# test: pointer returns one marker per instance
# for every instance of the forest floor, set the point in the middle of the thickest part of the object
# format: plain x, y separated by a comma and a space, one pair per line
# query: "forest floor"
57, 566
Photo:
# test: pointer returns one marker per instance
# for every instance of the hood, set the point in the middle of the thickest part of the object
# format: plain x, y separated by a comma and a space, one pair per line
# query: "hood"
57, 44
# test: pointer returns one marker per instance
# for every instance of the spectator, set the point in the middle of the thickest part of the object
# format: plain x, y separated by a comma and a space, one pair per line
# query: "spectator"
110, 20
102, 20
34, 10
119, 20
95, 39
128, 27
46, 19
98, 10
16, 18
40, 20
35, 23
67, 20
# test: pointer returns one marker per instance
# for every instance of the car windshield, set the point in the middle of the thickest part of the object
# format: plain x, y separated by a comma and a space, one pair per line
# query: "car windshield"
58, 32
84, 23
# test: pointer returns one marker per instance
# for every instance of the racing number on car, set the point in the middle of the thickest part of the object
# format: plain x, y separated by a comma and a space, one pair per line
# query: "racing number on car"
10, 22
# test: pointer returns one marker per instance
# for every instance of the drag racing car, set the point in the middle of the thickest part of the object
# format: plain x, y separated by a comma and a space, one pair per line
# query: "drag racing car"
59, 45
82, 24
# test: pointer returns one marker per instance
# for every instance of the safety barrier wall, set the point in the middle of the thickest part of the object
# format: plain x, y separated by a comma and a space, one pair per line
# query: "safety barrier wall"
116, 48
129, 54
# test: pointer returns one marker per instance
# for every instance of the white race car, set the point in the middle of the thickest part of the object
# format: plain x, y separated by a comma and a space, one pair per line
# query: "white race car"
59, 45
════
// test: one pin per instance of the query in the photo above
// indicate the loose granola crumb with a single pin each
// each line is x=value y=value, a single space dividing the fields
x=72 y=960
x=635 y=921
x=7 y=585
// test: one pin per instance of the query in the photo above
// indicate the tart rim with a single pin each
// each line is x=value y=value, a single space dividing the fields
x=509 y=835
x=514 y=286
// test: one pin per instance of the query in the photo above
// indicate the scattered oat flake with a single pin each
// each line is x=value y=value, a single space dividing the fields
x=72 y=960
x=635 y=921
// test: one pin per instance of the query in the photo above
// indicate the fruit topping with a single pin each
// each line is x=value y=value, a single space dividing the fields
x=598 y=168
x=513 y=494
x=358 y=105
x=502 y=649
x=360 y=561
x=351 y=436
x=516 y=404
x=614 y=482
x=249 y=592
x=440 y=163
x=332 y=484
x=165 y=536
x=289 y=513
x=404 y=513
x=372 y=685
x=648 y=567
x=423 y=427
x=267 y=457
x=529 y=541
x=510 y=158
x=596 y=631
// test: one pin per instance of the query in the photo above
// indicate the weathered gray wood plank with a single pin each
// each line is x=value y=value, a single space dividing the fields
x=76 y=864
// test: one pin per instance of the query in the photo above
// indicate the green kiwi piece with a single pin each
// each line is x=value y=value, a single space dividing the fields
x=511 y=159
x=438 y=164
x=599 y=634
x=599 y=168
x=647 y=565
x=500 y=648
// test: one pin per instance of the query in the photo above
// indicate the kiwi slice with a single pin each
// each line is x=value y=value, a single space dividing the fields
════
**WORK ORDER**
Which lines of the records above contain the word "indicate"? Report each one.

**PROBLEM SOLUTION**
// indicate the loose granola crumb with a single pin each
// indicate the tart rim with a single pin each
// indicate the scattered oat flake with a single pin each
// indicate the fruit topping with a single pin each
// indicate the weathered gray wood plank with a single pin each
// indicate the green kiwi piece with a single pin each
// indicate the kiwi slice with a single pin each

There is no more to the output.